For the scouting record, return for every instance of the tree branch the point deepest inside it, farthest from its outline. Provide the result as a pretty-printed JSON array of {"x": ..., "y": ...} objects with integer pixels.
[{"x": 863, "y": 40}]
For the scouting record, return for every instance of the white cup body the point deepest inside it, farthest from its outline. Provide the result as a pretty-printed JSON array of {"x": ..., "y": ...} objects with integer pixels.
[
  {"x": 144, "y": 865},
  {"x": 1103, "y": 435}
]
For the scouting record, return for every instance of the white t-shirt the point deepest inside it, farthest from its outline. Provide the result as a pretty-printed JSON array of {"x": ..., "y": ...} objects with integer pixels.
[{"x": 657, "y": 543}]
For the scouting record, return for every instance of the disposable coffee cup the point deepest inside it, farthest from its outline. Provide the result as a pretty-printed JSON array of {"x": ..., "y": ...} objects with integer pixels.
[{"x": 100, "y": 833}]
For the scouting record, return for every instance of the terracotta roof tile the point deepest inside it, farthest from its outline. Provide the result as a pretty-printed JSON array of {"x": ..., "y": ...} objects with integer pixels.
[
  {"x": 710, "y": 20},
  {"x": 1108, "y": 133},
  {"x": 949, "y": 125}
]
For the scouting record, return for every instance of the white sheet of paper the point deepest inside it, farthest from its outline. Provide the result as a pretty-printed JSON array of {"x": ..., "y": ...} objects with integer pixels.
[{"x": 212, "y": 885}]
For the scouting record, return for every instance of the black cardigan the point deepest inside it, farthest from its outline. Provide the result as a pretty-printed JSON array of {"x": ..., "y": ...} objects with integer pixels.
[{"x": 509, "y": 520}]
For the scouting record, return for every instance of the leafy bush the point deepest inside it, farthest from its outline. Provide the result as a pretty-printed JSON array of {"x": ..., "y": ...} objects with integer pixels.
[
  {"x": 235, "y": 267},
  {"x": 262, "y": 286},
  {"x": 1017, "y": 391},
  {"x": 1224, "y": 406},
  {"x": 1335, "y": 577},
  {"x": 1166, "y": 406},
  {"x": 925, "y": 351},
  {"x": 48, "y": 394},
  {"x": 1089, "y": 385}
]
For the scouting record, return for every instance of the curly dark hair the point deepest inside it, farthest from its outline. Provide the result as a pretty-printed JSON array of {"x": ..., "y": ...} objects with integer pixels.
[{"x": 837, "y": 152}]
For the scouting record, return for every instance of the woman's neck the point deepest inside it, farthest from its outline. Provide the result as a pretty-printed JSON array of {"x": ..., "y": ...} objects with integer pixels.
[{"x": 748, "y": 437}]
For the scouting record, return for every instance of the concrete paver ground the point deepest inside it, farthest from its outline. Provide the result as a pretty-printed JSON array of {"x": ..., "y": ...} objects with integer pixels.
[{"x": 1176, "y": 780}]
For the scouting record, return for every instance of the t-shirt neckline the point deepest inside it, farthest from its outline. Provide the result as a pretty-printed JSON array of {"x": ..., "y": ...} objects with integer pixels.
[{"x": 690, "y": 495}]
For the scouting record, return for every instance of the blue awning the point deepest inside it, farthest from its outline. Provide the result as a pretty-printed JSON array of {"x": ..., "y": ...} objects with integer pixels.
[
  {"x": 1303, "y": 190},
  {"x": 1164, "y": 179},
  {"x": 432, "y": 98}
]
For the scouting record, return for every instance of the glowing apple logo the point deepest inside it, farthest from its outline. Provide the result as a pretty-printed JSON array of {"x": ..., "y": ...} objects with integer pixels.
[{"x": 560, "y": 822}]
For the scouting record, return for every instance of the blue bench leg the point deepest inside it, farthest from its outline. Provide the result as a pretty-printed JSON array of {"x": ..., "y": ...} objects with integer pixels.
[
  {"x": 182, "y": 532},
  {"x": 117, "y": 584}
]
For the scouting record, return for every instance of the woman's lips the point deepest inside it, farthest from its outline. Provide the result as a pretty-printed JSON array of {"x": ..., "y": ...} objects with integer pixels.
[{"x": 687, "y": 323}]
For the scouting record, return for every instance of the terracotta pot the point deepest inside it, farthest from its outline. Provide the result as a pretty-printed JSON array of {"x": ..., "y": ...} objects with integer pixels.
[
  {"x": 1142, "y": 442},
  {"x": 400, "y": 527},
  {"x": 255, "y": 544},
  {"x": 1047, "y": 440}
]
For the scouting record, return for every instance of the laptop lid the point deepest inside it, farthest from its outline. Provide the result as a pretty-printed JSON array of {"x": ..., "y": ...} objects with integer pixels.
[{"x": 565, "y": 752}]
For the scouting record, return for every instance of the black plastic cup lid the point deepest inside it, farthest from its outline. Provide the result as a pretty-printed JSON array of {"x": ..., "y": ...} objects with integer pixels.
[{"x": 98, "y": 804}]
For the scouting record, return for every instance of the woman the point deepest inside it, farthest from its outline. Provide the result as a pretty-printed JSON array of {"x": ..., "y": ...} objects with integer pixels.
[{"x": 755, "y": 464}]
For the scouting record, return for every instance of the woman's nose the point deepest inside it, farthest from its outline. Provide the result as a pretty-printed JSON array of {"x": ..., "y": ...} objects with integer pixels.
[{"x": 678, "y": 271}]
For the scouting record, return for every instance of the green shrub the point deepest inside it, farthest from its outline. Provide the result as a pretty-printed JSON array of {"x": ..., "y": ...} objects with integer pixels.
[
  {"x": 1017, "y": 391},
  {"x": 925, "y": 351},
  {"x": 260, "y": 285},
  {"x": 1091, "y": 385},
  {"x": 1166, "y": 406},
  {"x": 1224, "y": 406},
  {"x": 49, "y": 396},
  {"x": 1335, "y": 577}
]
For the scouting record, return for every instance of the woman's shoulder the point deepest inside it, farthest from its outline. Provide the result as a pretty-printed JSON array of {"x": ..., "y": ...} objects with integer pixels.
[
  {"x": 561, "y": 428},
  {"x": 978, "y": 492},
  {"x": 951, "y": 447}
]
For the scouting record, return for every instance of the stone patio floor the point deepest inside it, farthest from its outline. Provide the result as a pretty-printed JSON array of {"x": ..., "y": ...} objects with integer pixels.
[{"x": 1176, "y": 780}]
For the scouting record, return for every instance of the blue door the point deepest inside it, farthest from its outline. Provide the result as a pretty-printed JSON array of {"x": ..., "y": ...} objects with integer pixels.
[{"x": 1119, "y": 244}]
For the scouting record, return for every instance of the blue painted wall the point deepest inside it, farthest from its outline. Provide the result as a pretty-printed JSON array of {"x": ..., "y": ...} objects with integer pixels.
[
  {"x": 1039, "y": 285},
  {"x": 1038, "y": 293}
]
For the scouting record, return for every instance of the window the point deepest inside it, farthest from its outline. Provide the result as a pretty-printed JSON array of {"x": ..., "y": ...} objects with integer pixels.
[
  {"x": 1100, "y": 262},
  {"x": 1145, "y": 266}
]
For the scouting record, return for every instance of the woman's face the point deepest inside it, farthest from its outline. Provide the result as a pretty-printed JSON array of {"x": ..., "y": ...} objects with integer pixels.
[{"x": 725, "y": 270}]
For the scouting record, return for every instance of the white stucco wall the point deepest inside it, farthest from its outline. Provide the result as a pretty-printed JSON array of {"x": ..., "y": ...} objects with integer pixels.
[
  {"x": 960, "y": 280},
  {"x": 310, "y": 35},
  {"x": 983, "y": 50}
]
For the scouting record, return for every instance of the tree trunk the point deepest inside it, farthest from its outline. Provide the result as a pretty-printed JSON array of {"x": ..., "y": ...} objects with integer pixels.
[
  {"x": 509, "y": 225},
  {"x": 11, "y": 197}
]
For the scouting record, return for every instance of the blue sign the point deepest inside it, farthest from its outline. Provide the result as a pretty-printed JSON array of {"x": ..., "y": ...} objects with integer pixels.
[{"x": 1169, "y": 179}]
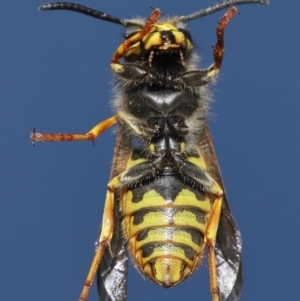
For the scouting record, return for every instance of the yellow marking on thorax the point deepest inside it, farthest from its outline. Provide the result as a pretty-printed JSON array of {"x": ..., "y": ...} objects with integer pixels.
[{"x": 131, "y": 163}]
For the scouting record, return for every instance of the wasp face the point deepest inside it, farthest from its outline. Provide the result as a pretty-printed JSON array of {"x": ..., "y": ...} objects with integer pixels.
[{"x": 165, "y": 41}]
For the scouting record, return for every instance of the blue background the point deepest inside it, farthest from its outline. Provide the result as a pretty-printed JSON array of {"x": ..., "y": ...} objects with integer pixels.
[{"x": 55, "y": 76}]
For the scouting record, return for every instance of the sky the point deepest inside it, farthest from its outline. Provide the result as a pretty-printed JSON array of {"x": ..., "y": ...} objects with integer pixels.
[{"x": 55, "y": 77}]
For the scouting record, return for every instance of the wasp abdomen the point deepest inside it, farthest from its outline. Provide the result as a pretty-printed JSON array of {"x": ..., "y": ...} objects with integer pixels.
[{"x": 164, "y": 223}]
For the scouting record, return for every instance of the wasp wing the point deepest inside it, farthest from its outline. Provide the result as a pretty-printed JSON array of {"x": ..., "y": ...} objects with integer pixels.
[
  {"x": 112, "y": 271},
  {"x": 228, "y": 243}
]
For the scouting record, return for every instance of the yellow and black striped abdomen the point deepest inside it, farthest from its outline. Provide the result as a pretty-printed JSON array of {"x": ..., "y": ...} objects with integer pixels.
[{"x": 164, "y": 223}]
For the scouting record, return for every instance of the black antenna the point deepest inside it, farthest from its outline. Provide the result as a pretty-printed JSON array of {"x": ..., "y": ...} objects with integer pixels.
[
  {"x": 88, "y": 11},
  {"x": 126, "y": 22},
  {"x": 216, "y": 7}
]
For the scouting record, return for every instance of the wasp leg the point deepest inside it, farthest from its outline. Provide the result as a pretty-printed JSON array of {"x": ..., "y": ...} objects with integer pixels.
[
  {"x": 218, "y": 49},
  {"x": 105, "y": 236},
  {"x": 210, "y": 240},
  {"x": 91, "y": 135}
]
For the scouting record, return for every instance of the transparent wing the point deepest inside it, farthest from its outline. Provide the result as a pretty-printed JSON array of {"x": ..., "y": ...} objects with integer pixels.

────────────────

#### GOAL:
The lines to quote run from the one containing "the blue background" through the final line of the material above; please give them exactly, both ends included, and nothing else.

#### WRITTEN ANSWER:
For the scouting record, return for every instance of the blue background the point deepest inside it, farthest from its outline. Provide the result as a pretty-printed JSON array of {"x": ..., "y": ...} objects with integer pixels.
[{"x": 55, "y": 76}]
For the scouting record, return for every instance of the sky the point deepest inside it, farthest from its outline. Provide the result as a pretty-printed JSON array of {"x": ..., "y": ...} objects with integer pixels.
[{"x": 55, "y": 77}]
For the scouting record, return for every instance of the wasp abdomen the point deepest inside it, farthest from its outline. Provide the result as a pretty-printed JSON array of {"x": ..., "y": ...} objects with integer pixels.
[{"x": 164, "y": 223}]
For the scouting record, return for every instance of the wasp wing the point deepest inside it, farthest from its outline. Provide the result as a pretty-printed JSON array of {"x": ..., "y": ...} objects with integer pixels.
[
  {"x": 112, "y": 271},
  {"x": 228, "y": 243}
]
For the scouting record, return for every instance of the yellow and black striped abdomen the point deepest inside it, farthest from its outline. Provide the result as a pretty-printed JSON array of {"x": ..., "y": ...} objects with integer pixels.
[{"x": 164, "y": 223}]
For the scouting record, return for every instance of the black antenna the point deepest inside it, farthest from its outline. Provide the result as a pretty-printed JSON array of {"x": ..., "y": ...} objects with integer pixels.
[
  {"x": 88, "y": 11},
  {"x": 126, "y": 22},
  {"x": 216, "y": 7}
]
For the scouting record, return for every instance of the wasp leg the point deepest inside it, farthest from its outline. Provide the result as a pretty-printed JSON array of {"x": ..., "y": ...} objects with integer pixels.
[
  {"x": 218, "y": 49},
  {"x": 105, "y": 236},
  {"x": 210, "y": 240},
  {"x": 91, "y": 135}
]
For the scouting record, return for every instance of the transparent wing the point deepest inside it, farthest from its outline. Provide the result as a pretty-printed JSON array of {"x": ..., "y": ...} objects with integer pixels.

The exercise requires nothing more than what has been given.